::: Document segment
James Roy Newman (1907–1966) was an American mathematician and mathematical historian. He was also a lawyer, practicing in the state of New York from 1929 to 1941. During and after World War II, he held several positions in the United States government, including Chief Intelligence Officer at the US Embassy in London, Special Assistant to the Undersecretary of War, and Counsel to the US Senate Committee on Atomic Energy. In the latter capacity, he helped to draft the Atomic Energy Act of 1946. He became a member of the board of editors for Scientific American beginning in 1948. He is also credited for coining and first describing the mathematical concept "googol" in his book (co-authored by Edward Kasner) Mathematics and The Imagination.
::::::
• Set problem a:
Please present every line of the picture shape labeling entries below as a numbered list, skipping blank lines and leaving the pictures out.
::: Material provided
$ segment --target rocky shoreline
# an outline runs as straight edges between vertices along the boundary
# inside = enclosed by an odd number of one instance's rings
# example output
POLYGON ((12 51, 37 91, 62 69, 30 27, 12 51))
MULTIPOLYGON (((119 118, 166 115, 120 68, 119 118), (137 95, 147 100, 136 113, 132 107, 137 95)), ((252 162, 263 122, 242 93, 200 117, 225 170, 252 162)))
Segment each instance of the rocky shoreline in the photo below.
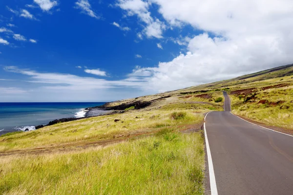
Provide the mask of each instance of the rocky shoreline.
POLYGON ((63 118, 54 120, 49 122, 49 123, 46 125, 41 125, 36 126, 36 129, 41 129, 44 127, 53 125, 55 124, 59 123, 60 122, 65 122, 77 120, 81 120, 84 118, 87 118, 91 117, 97 117, 99 116, 109 115, 113 115, 114 114, 123 113, 125 112, 125 109, 128 108, 131 106, 134 106, 135 109, 140 109, 148 106, 151 104, 151 101, 144 102, 142 102, 141 101, 136 101, 128 103, 123 103, 114 106, 109 106, 109 104, 110 104, 110 103, 106 103, 105 104, 101 106, 95 106, 91 108, 86 108, 85 109, 84 109, 84 110, 87 110, 88 111, 86 112, 85 116, 84 117, 79 118, 63 118))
::::::
• Set problem b:
Extend the James Roy Newman biography above, starting after its final sentence.

• Final answer a:
1. $ segment --target rocky shoreline
2. # an outline runs as straight edges between vertices along the boundary
3. # inside = enclosed by an odd number of one instance's rings
4. # example output
5. POLYGON ((12 51, 37 91, 62 69, 30 27, 12 51))
6. MULTIPOLYGON (((119 118, 166 115, 120 68, 119 118), (137 95, 147 100, 136 113, 132 107, 137 95)), ((252 162, 263 122, 242 93, 200 117, 225 170, 252 162)))
7. Segment each instance of the rocky shoreline in the photo below.
8. Provide the mask of each instance of the rocky shoreline.
9. POLYGON ((63 118, 54 120, 49 122, 49 123, 46 125, 41 125, 36 126, 36 129, 41 129, 44 127, 53 125, 55 124, 59 123, 60 122, 65 122, 77 120, 81 120, 84 118, 87 118, 91 117, 97 117, 99 116, 109 115, 113 115, 114 114, 123 113, 125 112, 125 109, 128 108, 131 106, 134 106, 135 109, 140 109, 148 106, 151 104, 151 101, 144 102, 142 102, 141 101, 136 101, 128 103, 123 103, 114 106, 109 106, 109 104, 110 104, 110 103, 106 103, 105 104, 101 106, 95 106, 91 108, 86 108, 85 109, 84 109, 84 110, 87 110, 88 111, 86 112, 85 116, 84 117, 79 118, 63 118))

• Final answer b:
Author 
In 1940 Newman wrote (with Edward Kasner) Mathematics and the Imagination in which he identified the mathematical concept of a very large but finite number, which he called "googol" and another large number called "googolplex" — this was the first time this number, and this term, were identified. In 1942 Newman wrote The Tools of War, which was an illustrated examination of warfare. In 1948 he published The control of atomic energy. In 1955 he wrote What is Science and in 1956 he published The World of Mathematics, a four volume library on the literature of mathematics from A'h-mosé the Scribe to Albert Einstein, presented with commentaries and notes (1956). The four volume series covers many branches of mathematics and represents a 15-year effort by Newman to collect what he felt were the most important essays in the field. With essays ranging from a biography of Srinivasa Ramanujan by Newman to Bertrand Russell's Definition of Number, the series is often praised as suitable for any level of mathematical skill. The series has been reprinted several times by various publishers. Newman also wrote Gödel's Proof (1958) with Ernest Nagel, presenting the main results of Gödel's incompleteness theorem and the mathematical work and philosophies leading up to its discovery in a more accessible manner. This book inspired Douglas Hofstadter to take up the study of mathematical logic, write his famous book Gödel, Escher, Bach, and prepare a second edition of Gödel's Proof, published in 2002. In 1961 Newman wrote Science and Sensibility, in 1962 The Rule of Folly and in 1963 The Harper Encyclopedia of Science.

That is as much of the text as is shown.